▼▼▼

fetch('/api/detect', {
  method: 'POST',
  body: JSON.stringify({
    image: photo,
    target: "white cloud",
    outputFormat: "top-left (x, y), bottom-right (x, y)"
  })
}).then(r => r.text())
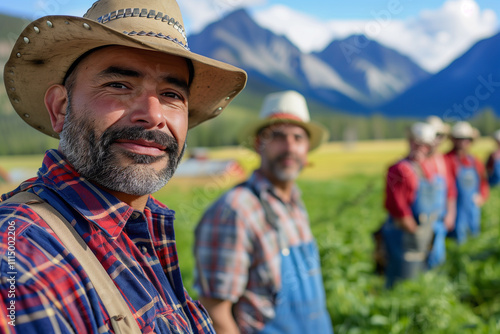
top-left (178, 0), bottom-right (266, 34)
top-left (254, 0), bottom-right (498, 72)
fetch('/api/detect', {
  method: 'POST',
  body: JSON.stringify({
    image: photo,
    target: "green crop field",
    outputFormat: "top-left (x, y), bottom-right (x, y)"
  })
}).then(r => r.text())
top-left (0, 138), bottom-right (500, 334)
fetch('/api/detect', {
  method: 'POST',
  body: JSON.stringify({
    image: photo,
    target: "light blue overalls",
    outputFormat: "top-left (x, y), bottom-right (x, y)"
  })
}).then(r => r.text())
top-left (243, 183), bottom-right (333, 334)
top-left (449, 156), bottom-right (481, 243)
top-left (382, 164), bottom-right (440, 288)
top-left (488, 158), bottom-right (500, 187)
top-left (427, 161), bottom-right (448, 268)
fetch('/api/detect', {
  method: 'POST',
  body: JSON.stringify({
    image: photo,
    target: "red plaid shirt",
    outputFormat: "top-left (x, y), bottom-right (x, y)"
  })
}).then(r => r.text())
top-left (194, 171), bottom-right (313, 333)
top-left (0, 150), bottom-right (214, 333)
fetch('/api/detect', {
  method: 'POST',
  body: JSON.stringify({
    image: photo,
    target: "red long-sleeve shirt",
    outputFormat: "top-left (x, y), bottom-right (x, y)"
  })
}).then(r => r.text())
top-left (444, 150), bottom-right (490, 200)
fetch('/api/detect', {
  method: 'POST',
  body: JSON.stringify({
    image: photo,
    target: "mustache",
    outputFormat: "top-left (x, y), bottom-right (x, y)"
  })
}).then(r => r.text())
top-left (101, 126), bottom-right (179, 153)
top-left (275, 152), bottom-right (300, 161)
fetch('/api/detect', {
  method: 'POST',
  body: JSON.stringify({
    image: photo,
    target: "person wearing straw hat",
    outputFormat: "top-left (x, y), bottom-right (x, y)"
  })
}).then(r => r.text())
top-left (426, 116), bottom-right (457, 268)
top-left (445, 121), bottom-right (489, 243)
top-left (486, 130), bottom-right (500, 187)
top-left (381, 122), bottom-right (442, 288)
top-left (194, 91), bottom-right (333, 334)
top-left (0, 0), bottom-right (246, 333)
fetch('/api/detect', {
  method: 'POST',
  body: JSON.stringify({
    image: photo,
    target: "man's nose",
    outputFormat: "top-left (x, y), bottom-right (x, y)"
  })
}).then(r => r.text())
top-left (130, 92), bottom-right (167, 129)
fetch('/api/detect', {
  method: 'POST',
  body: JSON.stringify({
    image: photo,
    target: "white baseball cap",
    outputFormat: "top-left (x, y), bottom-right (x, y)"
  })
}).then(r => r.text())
top-left (450, 121), bottom-right (479, 139)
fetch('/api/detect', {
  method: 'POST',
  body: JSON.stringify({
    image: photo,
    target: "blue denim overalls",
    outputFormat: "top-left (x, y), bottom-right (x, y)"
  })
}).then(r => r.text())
top-left (488, 158), bottom-right (500, 187)
top-left (244, 183), bottom-right (333, 334)
top-left (449, 156), bottom-right (481, 243)
top-left (427, 157), bottom-right (448, 268)
top-left (382, 163), bottom-right (440, 288)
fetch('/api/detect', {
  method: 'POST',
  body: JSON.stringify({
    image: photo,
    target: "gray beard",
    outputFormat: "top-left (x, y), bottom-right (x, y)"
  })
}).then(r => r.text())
top-left (59, 103), bottom-right (186, 196)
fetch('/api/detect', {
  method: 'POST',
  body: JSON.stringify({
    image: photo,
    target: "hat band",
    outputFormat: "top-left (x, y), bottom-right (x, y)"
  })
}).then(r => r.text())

▲▲▲

Locate each line in the data above that contains the string "target" and copy those lines. Case counts.

    target: "white cloud",
    target: "green crop field",
    target: "light blue overalls",
    target: "red plaid shirt",
    target: "red long-sleeve shirt",
    target: "mustache",
    target: "person wearing straw hat",
    target: "man's nose",
    target: "white baseball cap",
    target: "blue denim overalls",
    target: "gray beard",
    target: "hat band",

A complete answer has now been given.